ENUNCIADO 1:
Responda, com base no texto de leitura:
(a) Há quanto tempo quem fala no primeiro parágrafo é assinante de O MIRANTE?
(b) Para que vai ao online quem fala no primeiro parágrafo?
(c) Que galardão recebeu Maria João Amante este ano, e de quem?
ENUNCIADO 2: Pode transcrever do texto de leitura o trecho que vai de "Devia ler-se mais" até "ler em papel."?

TEXTO DE LEITURA:
>>>
Devia ler-se mais jornais nas escolas? Concordo. As escolas podem fazer a diferença e ensinar os miúdos a gostar de jornais e a incutir neles o gosto por esse meio impresso. Não acredito que os jornais possam acabar. Eu comecei a ler através dos jornais, no café, com o meu avô e os meus pais. Ainda leio muitos jornais e também sou assinante de O MIRANTE há mais de uma década. Jornal, para mim, tem de ser em papel. Também gosto de ir ao online mas apenas para ver os vídeos. O resto gosto de ler em papel.

Ver a cultura a andar de lado

Maria João Amante considera que a cultura no país não tem andado para trás nos últimos anos, mas antes “bastante para o lado”. Foi distinguida com o galardão de cidadã de mérito do Sobralinho este ano pela União de Freguesias de Alverca do Ribatejo e Sobralinho e diz ainda estar surpresa com a indicação do seu nome. “Só disse à minha família mais chegada. As outras pessoas viram nas fotografias”, afirma.
<<<
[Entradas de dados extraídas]
>>>
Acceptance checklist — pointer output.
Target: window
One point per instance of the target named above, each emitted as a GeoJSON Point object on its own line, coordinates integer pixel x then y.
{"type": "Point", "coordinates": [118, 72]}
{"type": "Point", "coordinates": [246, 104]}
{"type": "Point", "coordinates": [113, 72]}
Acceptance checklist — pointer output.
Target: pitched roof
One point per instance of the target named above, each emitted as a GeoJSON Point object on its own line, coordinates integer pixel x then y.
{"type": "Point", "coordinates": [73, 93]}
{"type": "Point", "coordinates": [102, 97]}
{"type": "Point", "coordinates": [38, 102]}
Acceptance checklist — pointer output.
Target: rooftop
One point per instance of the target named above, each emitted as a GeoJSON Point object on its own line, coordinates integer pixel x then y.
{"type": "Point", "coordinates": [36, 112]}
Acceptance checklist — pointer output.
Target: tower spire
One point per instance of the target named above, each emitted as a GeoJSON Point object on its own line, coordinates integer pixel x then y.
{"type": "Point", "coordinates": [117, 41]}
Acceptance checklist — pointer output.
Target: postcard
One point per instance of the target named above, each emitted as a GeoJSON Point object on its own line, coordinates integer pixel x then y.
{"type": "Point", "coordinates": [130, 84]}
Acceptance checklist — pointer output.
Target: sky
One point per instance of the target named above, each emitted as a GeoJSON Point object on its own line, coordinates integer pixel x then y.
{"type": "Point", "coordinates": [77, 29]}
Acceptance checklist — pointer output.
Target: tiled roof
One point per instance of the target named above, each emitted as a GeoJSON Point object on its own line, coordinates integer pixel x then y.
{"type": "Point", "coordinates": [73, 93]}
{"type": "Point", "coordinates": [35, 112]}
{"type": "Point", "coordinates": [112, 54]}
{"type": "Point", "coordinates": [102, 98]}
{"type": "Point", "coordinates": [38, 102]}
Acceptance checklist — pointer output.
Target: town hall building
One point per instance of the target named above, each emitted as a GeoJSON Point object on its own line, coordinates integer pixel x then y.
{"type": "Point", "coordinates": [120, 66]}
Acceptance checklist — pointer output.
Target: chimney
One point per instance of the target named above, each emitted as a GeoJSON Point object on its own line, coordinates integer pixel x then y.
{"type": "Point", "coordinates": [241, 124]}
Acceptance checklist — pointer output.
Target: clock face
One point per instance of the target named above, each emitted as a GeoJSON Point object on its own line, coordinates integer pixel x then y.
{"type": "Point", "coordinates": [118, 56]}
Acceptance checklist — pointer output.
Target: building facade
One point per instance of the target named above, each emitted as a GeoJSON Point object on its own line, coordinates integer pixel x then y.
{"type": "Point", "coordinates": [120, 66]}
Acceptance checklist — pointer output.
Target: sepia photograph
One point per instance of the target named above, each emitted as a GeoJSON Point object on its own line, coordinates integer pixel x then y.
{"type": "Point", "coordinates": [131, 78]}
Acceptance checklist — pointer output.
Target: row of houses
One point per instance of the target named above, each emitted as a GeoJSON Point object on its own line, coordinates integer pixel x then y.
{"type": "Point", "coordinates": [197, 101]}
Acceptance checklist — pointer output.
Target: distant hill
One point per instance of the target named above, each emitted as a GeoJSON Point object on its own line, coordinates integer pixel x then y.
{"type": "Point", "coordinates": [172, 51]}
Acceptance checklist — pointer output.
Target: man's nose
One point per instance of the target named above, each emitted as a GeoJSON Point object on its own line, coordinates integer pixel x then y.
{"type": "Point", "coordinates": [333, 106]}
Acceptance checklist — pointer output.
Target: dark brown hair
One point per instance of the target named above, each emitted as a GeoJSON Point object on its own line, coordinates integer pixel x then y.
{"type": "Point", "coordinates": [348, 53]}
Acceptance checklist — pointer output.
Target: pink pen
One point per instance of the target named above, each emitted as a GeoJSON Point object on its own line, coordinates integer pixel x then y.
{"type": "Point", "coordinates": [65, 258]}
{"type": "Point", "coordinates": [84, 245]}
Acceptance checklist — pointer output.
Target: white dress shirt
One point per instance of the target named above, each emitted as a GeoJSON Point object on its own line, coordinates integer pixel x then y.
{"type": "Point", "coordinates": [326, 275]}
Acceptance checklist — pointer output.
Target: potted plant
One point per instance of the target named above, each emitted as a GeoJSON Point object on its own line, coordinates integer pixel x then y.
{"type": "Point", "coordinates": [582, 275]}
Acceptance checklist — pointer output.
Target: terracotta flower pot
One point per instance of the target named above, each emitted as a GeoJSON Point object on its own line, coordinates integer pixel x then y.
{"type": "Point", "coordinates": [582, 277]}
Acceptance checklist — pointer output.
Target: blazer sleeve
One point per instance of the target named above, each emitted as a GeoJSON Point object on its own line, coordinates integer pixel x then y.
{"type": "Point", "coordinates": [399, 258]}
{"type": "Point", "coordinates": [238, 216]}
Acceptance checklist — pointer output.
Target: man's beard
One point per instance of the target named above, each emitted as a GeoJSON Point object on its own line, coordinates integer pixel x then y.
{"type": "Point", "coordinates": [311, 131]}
<<<
>>>
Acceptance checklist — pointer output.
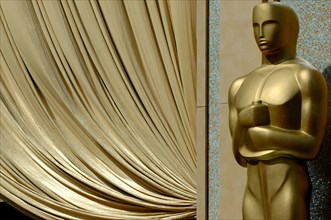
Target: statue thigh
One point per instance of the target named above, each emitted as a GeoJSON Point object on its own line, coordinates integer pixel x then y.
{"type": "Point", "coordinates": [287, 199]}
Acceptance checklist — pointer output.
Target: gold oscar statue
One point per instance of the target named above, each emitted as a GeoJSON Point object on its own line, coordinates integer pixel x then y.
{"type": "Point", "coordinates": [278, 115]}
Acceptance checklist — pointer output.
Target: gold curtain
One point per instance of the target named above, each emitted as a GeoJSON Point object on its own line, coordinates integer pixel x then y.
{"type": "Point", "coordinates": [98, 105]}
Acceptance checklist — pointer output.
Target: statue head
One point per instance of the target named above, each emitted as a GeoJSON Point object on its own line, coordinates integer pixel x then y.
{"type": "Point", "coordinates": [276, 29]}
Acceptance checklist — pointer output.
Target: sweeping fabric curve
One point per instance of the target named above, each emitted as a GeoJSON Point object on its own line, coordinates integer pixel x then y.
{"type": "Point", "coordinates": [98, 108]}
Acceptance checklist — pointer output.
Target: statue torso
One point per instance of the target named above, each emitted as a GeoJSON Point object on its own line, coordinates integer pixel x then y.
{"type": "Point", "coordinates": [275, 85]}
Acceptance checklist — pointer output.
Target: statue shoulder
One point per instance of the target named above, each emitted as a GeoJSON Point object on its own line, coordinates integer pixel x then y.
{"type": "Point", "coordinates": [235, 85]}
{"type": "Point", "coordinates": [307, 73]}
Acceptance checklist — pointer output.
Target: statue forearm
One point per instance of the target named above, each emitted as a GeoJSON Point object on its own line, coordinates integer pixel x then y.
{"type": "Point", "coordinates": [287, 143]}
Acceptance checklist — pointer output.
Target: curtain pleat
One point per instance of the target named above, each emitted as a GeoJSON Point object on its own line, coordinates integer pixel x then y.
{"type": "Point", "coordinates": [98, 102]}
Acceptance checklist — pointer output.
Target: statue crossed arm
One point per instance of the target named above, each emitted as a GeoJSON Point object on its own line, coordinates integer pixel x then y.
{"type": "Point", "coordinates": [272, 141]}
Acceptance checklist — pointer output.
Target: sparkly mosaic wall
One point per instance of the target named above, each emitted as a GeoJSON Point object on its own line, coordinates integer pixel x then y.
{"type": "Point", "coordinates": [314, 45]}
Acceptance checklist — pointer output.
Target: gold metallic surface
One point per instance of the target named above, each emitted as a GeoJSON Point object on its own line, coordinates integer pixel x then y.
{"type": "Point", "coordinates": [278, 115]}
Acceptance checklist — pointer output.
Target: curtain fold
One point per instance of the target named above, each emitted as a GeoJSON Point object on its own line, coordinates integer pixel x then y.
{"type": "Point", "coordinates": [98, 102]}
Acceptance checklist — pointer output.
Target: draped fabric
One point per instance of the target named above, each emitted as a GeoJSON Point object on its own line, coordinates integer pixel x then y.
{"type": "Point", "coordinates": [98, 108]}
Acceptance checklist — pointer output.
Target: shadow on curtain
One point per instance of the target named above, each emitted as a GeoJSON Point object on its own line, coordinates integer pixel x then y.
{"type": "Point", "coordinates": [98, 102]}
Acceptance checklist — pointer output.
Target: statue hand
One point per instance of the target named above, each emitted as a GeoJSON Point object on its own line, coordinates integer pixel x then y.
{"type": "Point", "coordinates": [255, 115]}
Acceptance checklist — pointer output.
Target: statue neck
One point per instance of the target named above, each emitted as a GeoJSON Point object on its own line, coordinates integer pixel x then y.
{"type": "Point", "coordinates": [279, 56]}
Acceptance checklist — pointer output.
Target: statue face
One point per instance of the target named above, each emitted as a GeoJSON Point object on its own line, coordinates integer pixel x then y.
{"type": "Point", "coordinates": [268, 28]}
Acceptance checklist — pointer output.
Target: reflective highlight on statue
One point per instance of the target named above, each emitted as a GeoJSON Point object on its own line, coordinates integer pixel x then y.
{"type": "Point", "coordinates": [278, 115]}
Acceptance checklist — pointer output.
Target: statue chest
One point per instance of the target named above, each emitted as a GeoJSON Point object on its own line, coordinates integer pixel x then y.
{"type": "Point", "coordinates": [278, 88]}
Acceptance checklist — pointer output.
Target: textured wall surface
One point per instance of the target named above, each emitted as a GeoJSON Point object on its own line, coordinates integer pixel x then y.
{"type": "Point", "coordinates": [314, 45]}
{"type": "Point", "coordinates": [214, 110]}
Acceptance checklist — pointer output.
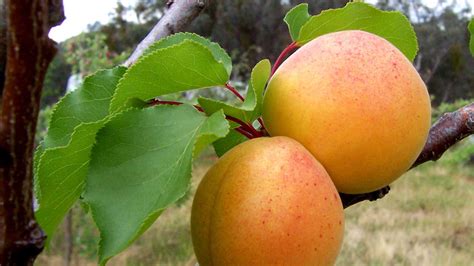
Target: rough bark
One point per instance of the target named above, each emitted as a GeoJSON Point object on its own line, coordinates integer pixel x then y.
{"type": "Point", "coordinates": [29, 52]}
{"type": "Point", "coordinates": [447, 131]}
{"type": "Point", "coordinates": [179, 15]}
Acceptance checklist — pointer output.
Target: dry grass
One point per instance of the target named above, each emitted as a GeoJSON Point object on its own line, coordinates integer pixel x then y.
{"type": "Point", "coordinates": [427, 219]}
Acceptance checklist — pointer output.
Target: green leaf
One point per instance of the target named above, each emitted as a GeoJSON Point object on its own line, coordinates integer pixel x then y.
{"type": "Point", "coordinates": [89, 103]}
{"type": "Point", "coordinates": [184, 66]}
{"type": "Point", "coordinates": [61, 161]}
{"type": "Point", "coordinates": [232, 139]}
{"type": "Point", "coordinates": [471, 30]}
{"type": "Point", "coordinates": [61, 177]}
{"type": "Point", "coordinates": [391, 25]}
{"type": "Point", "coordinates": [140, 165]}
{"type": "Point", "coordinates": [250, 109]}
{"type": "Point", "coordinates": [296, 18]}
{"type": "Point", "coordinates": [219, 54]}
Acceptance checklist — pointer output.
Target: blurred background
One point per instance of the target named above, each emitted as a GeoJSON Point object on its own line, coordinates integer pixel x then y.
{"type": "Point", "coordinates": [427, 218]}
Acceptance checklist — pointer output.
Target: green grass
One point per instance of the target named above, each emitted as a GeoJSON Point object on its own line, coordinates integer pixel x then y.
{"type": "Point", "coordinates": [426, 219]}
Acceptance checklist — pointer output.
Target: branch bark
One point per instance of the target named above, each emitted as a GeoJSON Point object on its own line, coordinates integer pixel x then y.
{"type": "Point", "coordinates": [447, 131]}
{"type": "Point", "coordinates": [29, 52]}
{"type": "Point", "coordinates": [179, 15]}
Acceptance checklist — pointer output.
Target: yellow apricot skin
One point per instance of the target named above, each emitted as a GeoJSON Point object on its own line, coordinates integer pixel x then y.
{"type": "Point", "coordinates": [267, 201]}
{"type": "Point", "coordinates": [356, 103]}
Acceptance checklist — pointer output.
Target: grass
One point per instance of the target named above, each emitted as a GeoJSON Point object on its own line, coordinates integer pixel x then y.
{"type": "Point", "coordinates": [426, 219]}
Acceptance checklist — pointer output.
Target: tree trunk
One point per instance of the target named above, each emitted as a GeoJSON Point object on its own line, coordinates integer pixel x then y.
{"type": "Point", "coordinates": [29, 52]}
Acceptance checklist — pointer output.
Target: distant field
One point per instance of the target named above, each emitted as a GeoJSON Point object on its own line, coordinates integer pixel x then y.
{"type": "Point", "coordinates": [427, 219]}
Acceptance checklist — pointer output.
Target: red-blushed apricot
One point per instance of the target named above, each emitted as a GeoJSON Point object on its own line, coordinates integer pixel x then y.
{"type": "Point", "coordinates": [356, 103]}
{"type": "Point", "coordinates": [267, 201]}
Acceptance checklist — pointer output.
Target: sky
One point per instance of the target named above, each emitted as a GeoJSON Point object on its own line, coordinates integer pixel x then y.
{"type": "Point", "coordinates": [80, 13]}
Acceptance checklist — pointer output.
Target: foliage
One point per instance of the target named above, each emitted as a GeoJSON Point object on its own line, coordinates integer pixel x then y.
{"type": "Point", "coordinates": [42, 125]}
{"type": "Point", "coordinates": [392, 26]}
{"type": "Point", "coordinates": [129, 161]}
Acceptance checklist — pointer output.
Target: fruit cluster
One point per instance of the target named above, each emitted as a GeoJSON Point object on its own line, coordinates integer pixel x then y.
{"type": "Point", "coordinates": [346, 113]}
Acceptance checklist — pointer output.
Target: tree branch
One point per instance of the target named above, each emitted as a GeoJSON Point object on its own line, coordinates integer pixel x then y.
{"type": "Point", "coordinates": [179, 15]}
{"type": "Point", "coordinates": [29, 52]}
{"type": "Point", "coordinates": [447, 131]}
<<<
SOLUÇÃO ESCRITA 1:
(a) Há mais de uma década.
(b) Apenas para ver os vídeos.
(c) O galardão de cidadã de mérito do Sobralinho, atribuído pela União de Freguesias de Alverca do Ribatejo e Sobralinho.

SOLUÇÃO ESCRITA 2:
Devia ler-se mais jornais nas escolas? Concordo. As escolas podem fazer a diferença e ensinar os miúdos a gostar de jornais e a incutir neles o gosto por esse meio impresso. Não acredito que os jornais possam acabar. Eu comecei a ler através dos jornais, no café, com o meu avô e os meus pais. Ainda leio muitos jornais e também sou assinante de O MIRANTE há mais de uma década. Jornal, para mim, tem de ser em papel. Também gosto de ir ao online mas apenas para ver os vídeos. O resto gosto de ler em papel.